TASK INPUTS
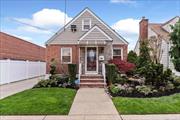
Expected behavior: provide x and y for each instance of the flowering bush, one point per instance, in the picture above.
(123, 66)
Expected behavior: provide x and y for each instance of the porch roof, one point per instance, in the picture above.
(93, 42)
(95, 34)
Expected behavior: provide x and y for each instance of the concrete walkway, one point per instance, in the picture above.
(15, 87)
(93, 104)
(104, 117)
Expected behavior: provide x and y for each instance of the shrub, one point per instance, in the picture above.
(119, 79)
(169, 86)
(58, 81)
(46, 83)
(114, 89)
(146, 90)
(122, 66)
(72, 68)
(110, 73)
(176, 81)
(132, 57)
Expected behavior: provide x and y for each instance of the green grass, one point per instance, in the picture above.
(161, 105)
(39, 101)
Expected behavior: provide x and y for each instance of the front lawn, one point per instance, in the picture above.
(161, 105)
(39, 101)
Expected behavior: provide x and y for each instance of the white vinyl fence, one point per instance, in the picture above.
(15, 70)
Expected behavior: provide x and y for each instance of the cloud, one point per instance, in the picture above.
(123, 1)
(47, 18)
(33, 30)
(129, 29)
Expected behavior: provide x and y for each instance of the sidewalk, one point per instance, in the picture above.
(93, 104)
(12, 88)
(104, 117)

TASK BRIEF
Rewrite all of the entries above, putting "give the coordinates" in place of "provide x and y" each time it appears and changing nothing else. Leave the pictures out.

ANSWER TO THE TASK
Expected behavior: give the coordinates for each instance of the flowering bush, one point per instance, in the picture above.
(123, 66)
Expected behavior: give the coordinates for each instance of the porch roof, one point per instance, in the picture above.
(93, 42)
(95, 34)
Expected behavior: give the coordinates for each instance of the concrete walkway, one point per instance, in the picture above.
(15, 87)
(93, 104)
(104, 117)
Expected behavior: give the coordinates for each instance of the shrub, one point per instance, in the picture above.
(119, 79)
(169, 86)
(58, 81)
(46, 83)
(114, 89)
(146, 90)
(122, 66)
(72, 68)
(110, 73)
(176, 81)
(132, 57)
Expected behavior: give the coordinates for each instance of the green grass, one point per instance, in the picture above.
(161, 105)
(39, 101)
Expected behavior: give the coordinates for each instance of the front lawn, one point per instance, in the picture above.
(161, 105)
(39, 101)
Expected behavior: give the coordinates for each instance of the white vinyl fence, one point per instance, in the picture above.
(15, 70)
Expected behavior: give the coordinates for each instance of the cloud, one point per instance, in the picture above.
(123, 1)
(47, 18)
(33, 30)
(129, 29)
Expected behavior: give the coordinates for each instance of the sidewalk, one point per instance, in the picture above.
(93, 104)
(12, 88)
(104, 117)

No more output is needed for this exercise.